# WORK INSTRUCTIONS
Update the rows so that every "column base" becomes "pillar base", with all other text left unchanged. Leave the pictures out of your answer.

--- INFORMATION SUPPLIED ---

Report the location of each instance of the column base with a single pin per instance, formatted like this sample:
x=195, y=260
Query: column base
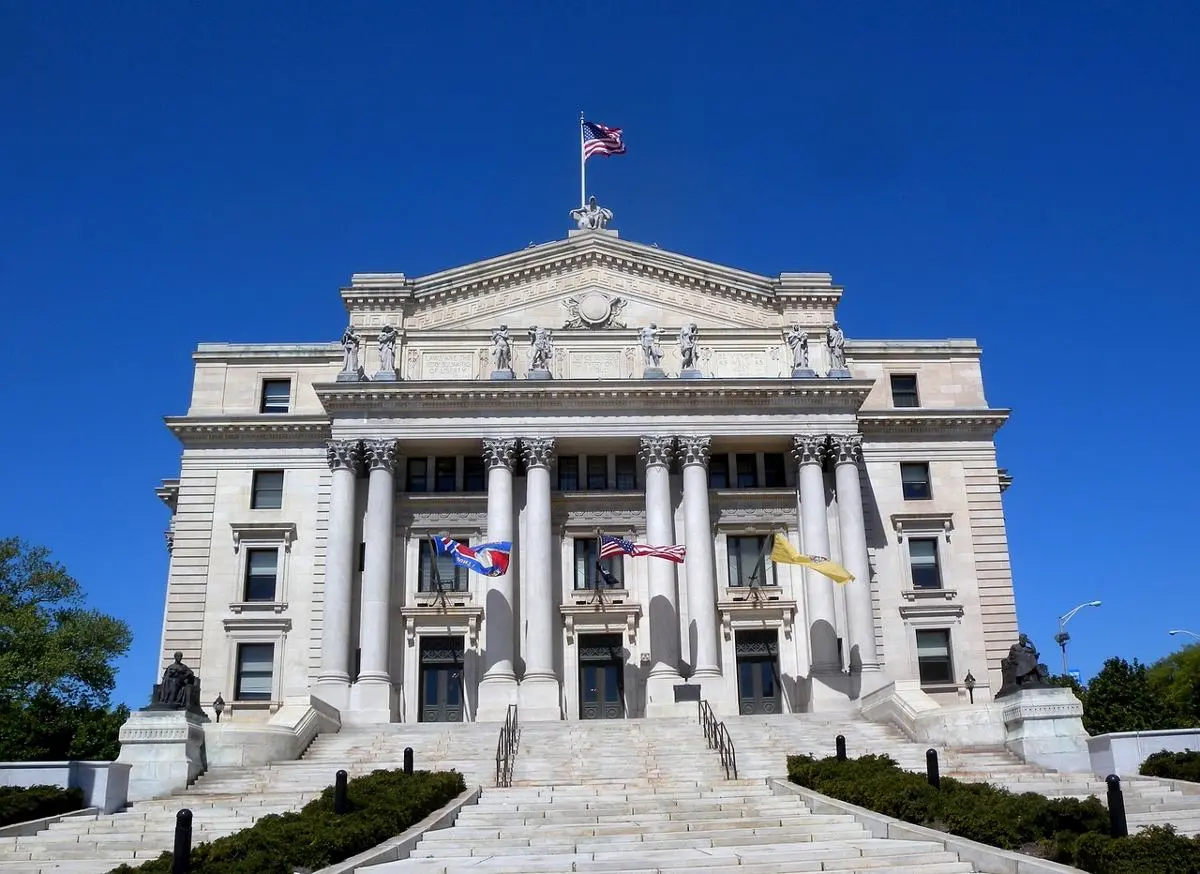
x=495, y=696
x=539, y=700
x=371, y=702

---

# RESULT OF THE TASK
Report the location of each instance of the pillar base with a single pin per instance, formatted like this sample:
x=195, y=260
Query: pillar base
x=495, y=696
x=539, y=700
x=371, y=702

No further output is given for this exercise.